Records from a data collection:
_ _ _ _ _

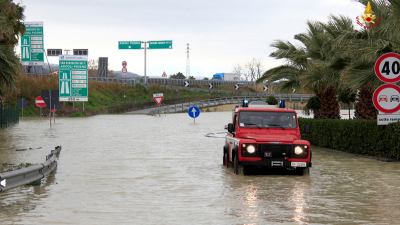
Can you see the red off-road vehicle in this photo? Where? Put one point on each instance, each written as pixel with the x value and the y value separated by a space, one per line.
pixel 265 137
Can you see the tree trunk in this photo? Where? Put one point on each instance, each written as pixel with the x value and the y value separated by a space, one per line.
pixel 364 107
pixel 329 104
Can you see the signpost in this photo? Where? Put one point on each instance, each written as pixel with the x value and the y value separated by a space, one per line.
pixel 39 102
pixel 73 78
pixel 32 46
pixel 129 45
pixel 194 112
pixel 160 44
pixel 124 69
pixel 158 98
pixel 143 45
pixel 386 98
pixel 387 67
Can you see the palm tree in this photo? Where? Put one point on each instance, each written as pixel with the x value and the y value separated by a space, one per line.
pixel 11 27
pixel 363 47
pixel 316 64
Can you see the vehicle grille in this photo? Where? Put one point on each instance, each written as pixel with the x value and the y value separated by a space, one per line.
pixel 275 151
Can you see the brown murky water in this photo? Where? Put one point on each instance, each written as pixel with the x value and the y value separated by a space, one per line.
pixel 129 169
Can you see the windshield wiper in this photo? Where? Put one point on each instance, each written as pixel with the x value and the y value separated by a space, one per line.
pixel 276 125
pixel 253 124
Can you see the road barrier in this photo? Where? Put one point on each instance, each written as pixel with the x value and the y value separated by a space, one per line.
pixel 172 82
pixel 31 174
pixel 227 100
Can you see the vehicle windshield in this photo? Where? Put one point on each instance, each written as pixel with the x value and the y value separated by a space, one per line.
pixel 267 120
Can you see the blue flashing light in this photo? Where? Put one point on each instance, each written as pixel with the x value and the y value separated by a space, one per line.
pixel 245 103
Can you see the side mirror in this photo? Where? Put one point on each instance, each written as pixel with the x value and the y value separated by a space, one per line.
pixel 231 128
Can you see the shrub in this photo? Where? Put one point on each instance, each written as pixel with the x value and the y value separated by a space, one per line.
pixel 271 100
pixel 355 136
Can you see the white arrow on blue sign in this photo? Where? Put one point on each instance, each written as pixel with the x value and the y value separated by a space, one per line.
pixel 3 183
pixel 194 111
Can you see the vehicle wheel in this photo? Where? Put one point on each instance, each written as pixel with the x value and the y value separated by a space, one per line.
pixel 236 166
pixel 225 160
pixel 302 171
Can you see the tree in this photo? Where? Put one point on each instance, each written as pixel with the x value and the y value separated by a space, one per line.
pixel 179 75
pixel 237 69
pixel 347 96
pixel 11 27
pixel 363 47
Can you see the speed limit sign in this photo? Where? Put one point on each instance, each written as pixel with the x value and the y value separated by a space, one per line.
pixel 387 67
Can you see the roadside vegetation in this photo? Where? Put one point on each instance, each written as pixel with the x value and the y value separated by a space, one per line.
pixel 337 58
pixel 362 137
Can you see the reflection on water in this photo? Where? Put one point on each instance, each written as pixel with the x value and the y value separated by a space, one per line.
pixel 128 169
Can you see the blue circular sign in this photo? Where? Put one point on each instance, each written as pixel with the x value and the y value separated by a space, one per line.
pixel 194 111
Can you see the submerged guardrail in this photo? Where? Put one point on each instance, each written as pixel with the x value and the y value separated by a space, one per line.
pixel 175 108
pixel 31 174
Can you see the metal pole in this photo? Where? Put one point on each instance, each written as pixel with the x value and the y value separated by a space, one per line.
pixel 145 63
pixel 47 58
pixel 50 106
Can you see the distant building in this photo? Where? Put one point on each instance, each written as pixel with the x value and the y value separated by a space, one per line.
pixel 103 67
pixel 226 76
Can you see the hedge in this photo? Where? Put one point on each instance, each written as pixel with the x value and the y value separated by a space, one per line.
pixel 354 136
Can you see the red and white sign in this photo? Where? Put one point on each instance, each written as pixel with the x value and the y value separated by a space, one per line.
pixel 158 98
pixel 387 67
pixel 39 102
pixel 386 98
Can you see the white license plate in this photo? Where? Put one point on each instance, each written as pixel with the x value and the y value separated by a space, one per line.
pixel 298 164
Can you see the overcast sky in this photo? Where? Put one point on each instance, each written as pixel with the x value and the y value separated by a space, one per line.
pixel 221 33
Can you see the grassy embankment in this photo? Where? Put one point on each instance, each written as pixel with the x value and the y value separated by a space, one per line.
pixel 103 97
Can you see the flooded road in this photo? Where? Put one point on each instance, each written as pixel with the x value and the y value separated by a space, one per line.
pixel 130 169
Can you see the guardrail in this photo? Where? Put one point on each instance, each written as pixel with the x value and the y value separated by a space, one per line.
pixel 171 82
pixel 175 108
pixel 31 174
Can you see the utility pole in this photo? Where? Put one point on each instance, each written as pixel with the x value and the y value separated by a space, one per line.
pixel 187 61
pixel 145 63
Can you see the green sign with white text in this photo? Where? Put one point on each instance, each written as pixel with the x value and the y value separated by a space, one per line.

_ _ _ _ _

Your task → Starting from the line containing "Can you see the overcast", repeat each line through the end of the entries, exactly.

Result for this exercise →
Can you see the overcast sky in this photo? Where? Put one point on each instance, each written as pixel with the x value and the y value separated by a space, one per line.
pixel 221 33
Can you see the grassy embankment in this photo? Where? Put one point on each instance, each written as pixel with the x value and the y value separated by a space, one per line.
pixel 103 97
Can you see the flooded road in this photo? Where? Put one point on each instance, each written as pixel with the x value and the y value separated by a space, one per line.
pixel 130 169
Can you see the guardrail in this photo? Where? Put one point on each instance, each written as pixel with the x value and the y value separated by a space, one per line.
pixel 171 82
pixel 175 108
pixel 31 174
Can you see the utility pole in this photo? Where? Put one point on each instance, each written as pixel with the x value and the y value separated by a space, one per line.
pixel 187 61
pixel 145 63
Can you see the green sign with white text in this photo? Where? Put one point on each instance, each written as pixel with the x value and the y value separated by a space, one per line.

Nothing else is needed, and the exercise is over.